(Referring expression pointing data)
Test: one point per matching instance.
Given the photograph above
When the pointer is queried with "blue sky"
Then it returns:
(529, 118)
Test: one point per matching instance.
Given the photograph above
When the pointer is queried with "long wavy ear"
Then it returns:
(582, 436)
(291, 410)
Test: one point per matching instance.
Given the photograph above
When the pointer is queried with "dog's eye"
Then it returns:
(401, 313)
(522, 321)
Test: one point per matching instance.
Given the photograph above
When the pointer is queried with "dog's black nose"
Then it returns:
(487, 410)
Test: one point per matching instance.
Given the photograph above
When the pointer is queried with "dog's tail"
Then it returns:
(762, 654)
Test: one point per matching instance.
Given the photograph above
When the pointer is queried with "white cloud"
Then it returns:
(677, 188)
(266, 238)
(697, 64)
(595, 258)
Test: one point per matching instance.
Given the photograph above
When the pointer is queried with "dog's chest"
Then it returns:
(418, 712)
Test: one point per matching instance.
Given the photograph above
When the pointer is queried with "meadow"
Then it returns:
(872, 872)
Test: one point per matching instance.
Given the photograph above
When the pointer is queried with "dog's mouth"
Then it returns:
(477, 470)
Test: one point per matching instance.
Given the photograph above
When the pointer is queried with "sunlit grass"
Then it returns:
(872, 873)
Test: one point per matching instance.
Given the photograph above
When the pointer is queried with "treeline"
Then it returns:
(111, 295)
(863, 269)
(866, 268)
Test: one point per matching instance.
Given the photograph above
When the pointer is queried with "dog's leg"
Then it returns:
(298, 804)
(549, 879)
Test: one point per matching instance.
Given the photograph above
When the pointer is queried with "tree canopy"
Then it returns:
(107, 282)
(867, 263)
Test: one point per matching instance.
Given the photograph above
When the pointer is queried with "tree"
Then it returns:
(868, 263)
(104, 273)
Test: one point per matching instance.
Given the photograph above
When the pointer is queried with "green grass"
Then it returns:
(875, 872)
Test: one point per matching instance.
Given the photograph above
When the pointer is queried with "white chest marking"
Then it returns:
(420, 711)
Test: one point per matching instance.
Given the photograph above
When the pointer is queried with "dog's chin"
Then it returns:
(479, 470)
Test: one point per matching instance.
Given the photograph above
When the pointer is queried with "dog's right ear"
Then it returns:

§ **Prompt**
Every record above needs to be restated exactly.

§ **Written solution**
Test: one point per matching instance.
Given the photograph above
When the pointer is queried with "blue sky"
Then it returns:
(529, 118)
Test: one point per matching instance.
Given the photograph above
When the pointer is queried with "long wavy ear"
Then it returns:
(582, 436)
(291, 410)
Test: one point per matching instance.
Given the photograph above
When the pointer is queried with "dog's eye"
Then it returns:
(401, 313)
(522, 321)
Test: one point per matching instance.
Given the photograph above
When the pointer is queried with "dog's black nose"
Then it returns:
(487, 410)
Test: one point per matching instance.
Given the photograph above
When the pointer is queried with "dog's tail"
Then it returns:
(762, 654)
Test: one point per matching instance.
Given the photograph above
When the pointer is queried with "white cloud"
Then it returns:
(677, 188)
(266, 238)
(697, 64)
(595, 258)
Test: one point per matching instance.
Given the photograph above
When the pointer is queried with "dog's chest"
Then it returns:
(418, 712)
Test: one point per matching instance.
Given the photograph above
When the pointer is queried with "meadow"
Then it returns:
(872, 872)
Test: one point per matching instance.
Given the photograph above
When the pointer is queried with "dog's mouth"
Then it returns:
(477, 470)
Test: one point per matching instance.
Given the photograph above
When the pointer is queried with "sunlit grass"
Then it returns:
(872, 873)
Test: one point per matching instance.
Given the photograph above
When the pointer is queried with "treeline"
Then it returns:
(111, 295)
(863, 269)
(866, 268)
Test: one point per matching instance.
Given the photograph above
When the pointer is queried with "dog's leg"
Then it returns:
(298, 804)
(549, 879)
Test: one point per matching instance.
Given the photograph above
When the pointer is queried with "tree canopy"
Then it returns:
(107, 282)
(867, 263)
Test: one point per matching instance.
Given the photograph above
When the pointer is queried with "tree"
Then it returns:
(868, 263)
(104, 273)
Test: one point per matching instance.
Given the photograph above
When the pointer is queried with "green grass"
Then it returns:
(875, 872)
Test: one point per matching instance.
Given the photograph above
When the pointer is queried with "white chest marking"
Then it returns:
(420, 711)
Test: one point per matching instance.
Given the photograph above
When the pointer is queried with "dog's chin"
Then it returns:
(479, 470)
Test: one point per matching instance.
Given the photograph above
When the pointer is queried with "dog's right ear"
Then it returns:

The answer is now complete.